Aim of the exercise:
Reproduce every line of the material below without changing anything.

-- BEGIN Data lines --

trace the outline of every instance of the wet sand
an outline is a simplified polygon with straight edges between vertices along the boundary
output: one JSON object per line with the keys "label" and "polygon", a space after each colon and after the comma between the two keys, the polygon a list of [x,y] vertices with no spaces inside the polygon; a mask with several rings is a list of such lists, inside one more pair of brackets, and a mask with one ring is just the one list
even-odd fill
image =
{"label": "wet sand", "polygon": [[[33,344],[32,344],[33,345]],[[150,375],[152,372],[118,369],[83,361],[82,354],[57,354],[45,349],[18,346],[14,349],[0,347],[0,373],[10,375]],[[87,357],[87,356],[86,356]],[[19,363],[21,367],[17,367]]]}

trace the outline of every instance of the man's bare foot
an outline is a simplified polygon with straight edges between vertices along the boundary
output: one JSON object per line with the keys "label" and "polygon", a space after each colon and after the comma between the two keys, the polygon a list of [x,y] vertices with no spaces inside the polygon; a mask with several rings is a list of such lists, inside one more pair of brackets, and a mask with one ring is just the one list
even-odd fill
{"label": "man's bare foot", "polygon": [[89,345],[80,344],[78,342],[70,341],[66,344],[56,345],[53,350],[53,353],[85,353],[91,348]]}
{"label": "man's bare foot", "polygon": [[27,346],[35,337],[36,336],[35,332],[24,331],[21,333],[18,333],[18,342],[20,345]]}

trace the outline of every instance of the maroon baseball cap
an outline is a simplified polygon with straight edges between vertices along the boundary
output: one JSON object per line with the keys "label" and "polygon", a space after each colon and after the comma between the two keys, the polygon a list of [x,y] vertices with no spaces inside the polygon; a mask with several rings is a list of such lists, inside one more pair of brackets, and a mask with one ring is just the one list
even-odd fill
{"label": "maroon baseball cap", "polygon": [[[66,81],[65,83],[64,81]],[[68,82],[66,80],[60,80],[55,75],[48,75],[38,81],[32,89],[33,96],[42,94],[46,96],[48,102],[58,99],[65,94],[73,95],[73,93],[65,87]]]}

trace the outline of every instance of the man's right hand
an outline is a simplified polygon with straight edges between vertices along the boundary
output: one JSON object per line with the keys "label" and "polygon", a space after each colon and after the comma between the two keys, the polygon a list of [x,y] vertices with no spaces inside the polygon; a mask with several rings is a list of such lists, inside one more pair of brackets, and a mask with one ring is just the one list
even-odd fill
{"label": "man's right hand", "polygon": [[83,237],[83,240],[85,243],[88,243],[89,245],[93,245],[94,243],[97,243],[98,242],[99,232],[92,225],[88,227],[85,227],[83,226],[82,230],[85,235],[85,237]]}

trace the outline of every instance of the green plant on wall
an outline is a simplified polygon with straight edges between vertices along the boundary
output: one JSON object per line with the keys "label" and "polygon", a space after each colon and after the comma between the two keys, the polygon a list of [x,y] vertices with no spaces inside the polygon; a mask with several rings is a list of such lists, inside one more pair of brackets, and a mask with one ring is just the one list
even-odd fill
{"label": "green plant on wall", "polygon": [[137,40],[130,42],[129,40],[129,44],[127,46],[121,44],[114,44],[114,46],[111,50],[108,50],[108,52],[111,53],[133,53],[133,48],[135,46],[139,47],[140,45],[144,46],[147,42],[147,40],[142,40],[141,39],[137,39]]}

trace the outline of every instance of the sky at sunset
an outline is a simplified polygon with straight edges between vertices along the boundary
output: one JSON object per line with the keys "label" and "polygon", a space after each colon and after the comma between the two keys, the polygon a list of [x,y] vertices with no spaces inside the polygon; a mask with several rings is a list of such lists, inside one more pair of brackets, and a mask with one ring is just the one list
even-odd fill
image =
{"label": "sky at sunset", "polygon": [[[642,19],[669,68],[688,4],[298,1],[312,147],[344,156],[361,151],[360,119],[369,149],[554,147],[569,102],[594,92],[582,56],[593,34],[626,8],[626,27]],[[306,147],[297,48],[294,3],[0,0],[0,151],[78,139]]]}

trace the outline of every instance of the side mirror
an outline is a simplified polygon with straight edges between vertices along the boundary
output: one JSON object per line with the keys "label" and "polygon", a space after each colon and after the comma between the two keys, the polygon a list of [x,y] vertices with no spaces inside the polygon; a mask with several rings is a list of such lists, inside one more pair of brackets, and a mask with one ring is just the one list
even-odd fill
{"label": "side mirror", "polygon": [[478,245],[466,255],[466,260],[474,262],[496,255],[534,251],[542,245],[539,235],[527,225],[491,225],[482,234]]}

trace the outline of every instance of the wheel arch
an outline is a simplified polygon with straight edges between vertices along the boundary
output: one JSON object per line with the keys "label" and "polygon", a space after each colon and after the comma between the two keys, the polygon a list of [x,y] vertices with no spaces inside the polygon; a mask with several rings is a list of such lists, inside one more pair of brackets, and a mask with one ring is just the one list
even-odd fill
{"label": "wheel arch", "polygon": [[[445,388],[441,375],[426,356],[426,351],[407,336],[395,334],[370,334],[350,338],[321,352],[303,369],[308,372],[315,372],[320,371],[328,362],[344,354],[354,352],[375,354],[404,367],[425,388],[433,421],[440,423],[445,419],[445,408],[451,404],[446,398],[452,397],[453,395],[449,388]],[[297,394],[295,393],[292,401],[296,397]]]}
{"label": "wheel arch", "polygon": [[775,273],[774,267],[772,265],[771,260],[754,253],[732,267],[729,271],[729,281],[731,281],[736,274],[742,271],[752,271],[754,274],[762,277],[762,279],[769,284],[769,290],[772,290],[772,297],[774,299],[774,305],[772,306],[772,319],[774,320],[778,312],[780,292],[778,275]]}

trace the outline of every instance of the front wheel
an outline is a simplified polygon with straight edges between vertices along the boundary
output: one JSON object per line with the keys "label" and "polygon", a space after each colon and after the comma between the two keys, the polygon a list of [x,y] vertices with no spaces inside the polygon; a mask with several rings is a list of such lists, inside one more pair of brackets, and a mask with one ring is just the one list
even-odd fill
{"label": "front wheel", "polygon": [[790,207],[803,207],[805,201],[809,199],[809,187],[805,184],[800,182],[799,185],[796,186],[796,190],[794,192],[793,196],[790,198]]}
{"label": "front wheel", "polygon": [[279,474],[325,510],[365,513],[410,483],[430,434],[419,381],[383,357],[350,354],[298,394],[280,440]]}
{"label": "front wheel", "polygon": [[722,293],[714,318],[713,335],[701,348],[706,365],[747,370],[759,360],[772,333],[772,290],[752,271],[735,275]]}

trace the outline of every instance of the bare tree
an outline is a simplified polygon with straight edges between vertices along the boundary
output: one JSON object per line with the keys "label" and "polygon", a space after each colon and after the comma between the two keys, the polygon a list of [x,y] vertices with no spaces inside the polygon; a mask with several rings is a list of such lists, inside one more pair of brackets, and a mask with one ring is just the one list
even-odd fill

-- END Data lines --

Reply to the exercise:
trace the outline of every instance of the wet sand
an outline is a simplified polygon with straight edges between vertices along the boundary
output: one JSON object per line with the keys "label" and "polygon", a space after each colon and after the comma between the two keys, the polygon a list of [x,y] vertices with no spaces inside the polygon; a mask with several rings is a list of such lists, inside one more pair of brackets, and a mask with one ring is just the one list
even-odd fill
image =
{"label": "wet sand", "polygon": [[[33,344],[32,344],[33,345]],[[150,375],[152,372],[118,369],[83,361],[82,354],[57,354],[45,349],[18,346],[14,349],[0,347],[0,373],[10,375]],[[87,357],[87,356],[86,356]],[[19,363],[21,367],[17,367]]]}

trace the outline of every instance of the man's bare foot
an outline is a simplified polygon with straight edges between vertices along the boundary
output: one JSON object per line with the keys "label" and "polygon", a space after each colon and after the comma between the two keys, the polygon a list of [x,y] vertices with no spaces inside the polygon; a mask with several rings is a list of such lists, inside one more pair of brackets, and a mask with one ring is just the one list
even-odd fill
{"label": "man's bare foot", "polygon": [[89,345],[80,344],[78,342],[70,341],[66,344],[56,345],[53,350],[53,353],[85,353],[91,348]]}
{"label": "man's bare foot", "polygon": [[27,346],[35,337],[36,336],[35,332],[24,331],[21,333],[18,333],[18,342],[20,345]]}

trace the outline of every instance of the maroon baseball cap
an outline is a simplified polygon with straight edges between vertices along the boundary
output: one JSON object per line with the keys "label" and "polygon", a space after each colon and after the comma between the two keys, the polygon a list of [x,y] vertices with no spaces inside the polygon; a mask with several rings is a list of such lists, inside one more pair of brackets, and a mask with one ring is just the one list
even-odd fill
{"label": "maroon baseball cap", "polygon": [[[66,81],[65,83],[64,81]],[[68,82],[66,80],[60,80],[55,75],[48,75],[38,81],[32,89],[33,96],[42,94],[46,96],[48,102],[58,99],[65,94],[73,95],[73,93],[65,87]]]}

trace the outline of every instance of the man's right hand
an outline is a simplified polygon with straight edges between vertices along the boundary
output: one JSON object per line with the keys "label" and "polygon", a space after each colon and after the comma between the two keys, the polygon a list of [x,y] vertices with no spaces inside the polygon; a mask with several rings is a list of such lists, inside one more pair of brackets, and a mask with one ring is just the one list
even-odd fill
{"label": "man's right hand", "polygon": [[83,237],[83,240],[85,243],[88,243],[89,245],[93,245],[94,243],[97,243],[98,242],[99,232],[92,225],[88,227],[85,227],[83,226],[82,230],[85,235],[85,237]]}

trace the outline of every instance of the green plant on wall
an outline is a simplified polygon with straight edges between vertices along the boundary
output: one JSON object per line with the keys "label" and "polygon", a space after each colon and after the comma between the two keys, the polygon a list of [x,y] vertices with no spaces inside the polygon; a mask with several rings is a list of such lists, inside one more pair of brackets, and a mask with one ring is just the one list
even-odd fill
{"label": "green plant on wall", "polygon": [[137,40],[130,42],[129,40],[129,44],[127,46],[121,44],[114,44],[114,46],[111,50],[108,50],[108,52],[111,53],[133,53],[133,48],[135,46],[139,47],[140,45],[144,46],[147,42],[147,40],[142,40],[141,39],[137,39]]}

trace the outline of every instance of the sky at sunset
an outline is a simplified polygon with straight edges between vertices along the boundary
output: one JSON object per line with the keys "label" and "polygon", a space after each colon and after the comma between the two keys, the polygon a list of [x,y] vertices with no spaces inside the polygon; a mask with several rings is a list of such lists, inside one more pair of brackets, and a mask with one ring is just the one list
even-odd fill
image =
{"label": "sky at sunset", "polygon": [[[642,19],[669,68],[688,4],[298,1],[312,147],[344,156],[361,151],[360,119],[369,149],[554,147],[569,102],[594,92],[582,56],[593,34],[626,8],[626,27]],[[306,147],[297,48],[294,3],[0,0],[0,151],[78,139]]]}

trace the outline of every instance of the side mirror
an outline is a simplified polygon with straight edges between vertices along the boundary
output: one JSON object per line with the keys "label" and "polygon", a space after each colon and after the comma between the two keys, the polygon a list of [x,y] vertices with no spaces inside the polygon; a mask with several rings is a list of such lists, inside one more pair of brackets, and a mask with one ring is just the one list
even-odd fill
{"label": "side mirror", "polygon": [[478,245],[466,255],[466,260],[474,262],[496,255],[534,251],[542,245],[539,235],[527,225],[491,225],[482,234]]}

trace the outline of every instance of the wheel arch
an outline is a simplified polygon with straight edges between vertices along the boundary
output: one JSON object per line with the keys "label" and "polygon", a space after each colon and after the comma between the two keys, the polygon a list of [x,y] vertices with no spaces inside the polygon; a mask with several rings is a list of such lists, inside one more pair of brackets, and a mask with one ring is just the one list
even-odd fill
{"label": "wheel arch", "polygon": [[[445,388],[441,375],[426,356],[426,351],[407,336],[395,334],[370,334],[350,338],[321,352],[303,369],[308,372],[315,372],[320,371],[328,362],[344,354],[354,352],[375,354],[404,367],[425,388],[433,421],[440,423],[445,419],[445,408],[451,404],[446,398],[452,397],[453,395],[449,388]],[[297,394],[295,393],[292,401],[296,397]]]}
{"label": "wheel arch", "polygon": [[775,273],[774,267],[772,265],[771,260],[754,253],[732,267],[729,271],[729,281],[731,281],[736,274],[742,271],[752,271],[754,274],[762,277],[762,279],[769,284],[769,290],[772,290],[772,297],[774,299],[774,305],[772,306],[772,319],[774,320],[778,312],[780,292],[778,275]]}

trace the outline of every instance of the front wheel
an outline is a simplified polygon with straight edges between vertices along the boundary
output: one JSON object per line with the keys "label" and "polygon", a space after each colon and after the comma between the two keys, the polygon a list of [x,y] vertices with no spaces inside the polygon; a mask with several rings is a list of such lists, inside one more pair of brackets, and a mask with one ring is just the one list
even-odd fill
{"label": "front wheel", "polygon": [[790,207],[803,207],[805,201],[809,199],[809,187],[805,184],[800,182],[799,185],[796,186],[796,190],[794,192],[793,196],[790,198]]}
{"label": "front wheel", "polygon": [[279,474],[325,510],[365,513],[410,483],[430,434],[419,381],[383,357],[350,354],[298,394],[280,440]]}
{"label": "front wheel", "polygon": [[722,293],[714,318],[713,335],[701,348],[706,365],[747,370],[759,360],[772,333],[772,290],[752,271],[735,275]]}

trace the outline of every instance of the bare tree
an outline is a simplified polygon with straight edges between vertices along the boundary
output: one JSON object per line with the keys "label" and "polygon", a space after each colon and after the comma between the two keys, the polygon a list of [x,y] vertices with no spaces inside the polygon; a mask with several rings is a list of such lists, inside one more pair of brackets, and a mask with one ring is just the one list
even-odd fill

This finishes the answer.